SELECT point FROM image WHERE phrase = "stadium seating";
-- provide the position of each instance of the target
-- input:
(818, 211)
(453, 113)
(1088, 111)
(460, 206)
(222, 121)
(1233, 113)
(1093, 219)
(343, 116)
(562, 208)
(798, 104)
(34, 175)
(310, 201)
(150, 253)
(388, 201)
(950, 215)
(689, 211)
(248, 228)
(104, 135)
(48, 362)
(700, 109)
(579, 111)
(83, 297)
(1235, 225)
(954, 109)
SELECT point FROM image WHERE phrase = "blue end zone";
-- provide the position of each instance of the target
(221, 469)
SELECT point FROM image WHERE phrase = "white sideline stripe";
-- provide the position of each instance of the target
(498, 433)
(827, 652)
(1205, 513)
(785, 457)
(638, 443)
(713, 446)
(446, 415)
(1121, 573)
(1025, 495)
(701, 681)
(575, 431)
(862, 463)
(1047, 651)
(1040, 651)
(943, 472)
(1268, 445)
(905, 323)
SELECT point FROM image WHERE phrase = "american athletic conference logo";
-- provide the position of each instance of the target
-*-*-
EXERCISE TASK.
Each entry above is to be printed again exactly.

SOLUTION TO THIS EXERCISE.
SELECT point FROM image WHERE phrase = "stadium seating";
-- provide the position of each instance of the target
-- input:
(818, 211)
(453, 113)
(1088, 111)
(460, 206)
(222, 121)
(1233, 113)
(1093, 219)
(343, 116)
(562, 208)
(798, 104)
(34, 175)
(310, 201)
(150, 253)
(388, 201)
(950, 215)
(689, 211)
(248, 228)
(104, 135)
(48, 362)
(700, 109)
(579, 111)
(83, 297)
(1235, 225)
(954, 109)
SELECT point FROM image WHERE phrase = "blue end zone";
-- provide the position of each instance of the target
(221, 469)
SELECT point FROM image WHERE phrase = "white sideline stripe";
-- provide the position of each instance of the target
(498, 433)
(827, 652)
(1205, 513)
(785, 457)
(638, 443)
(713, 446)
(446, 415)
(1121, 573)
(1025, 495)
(701, 681)
(575, 431)
(862, 463)
(1047, 651)
(1040, 651)
(943, 472)
(1268, 445)
(905, 323)
SELECT point FROM image WHERE phrase = "american athletic conference logo";
-- provide the position of each instance of the target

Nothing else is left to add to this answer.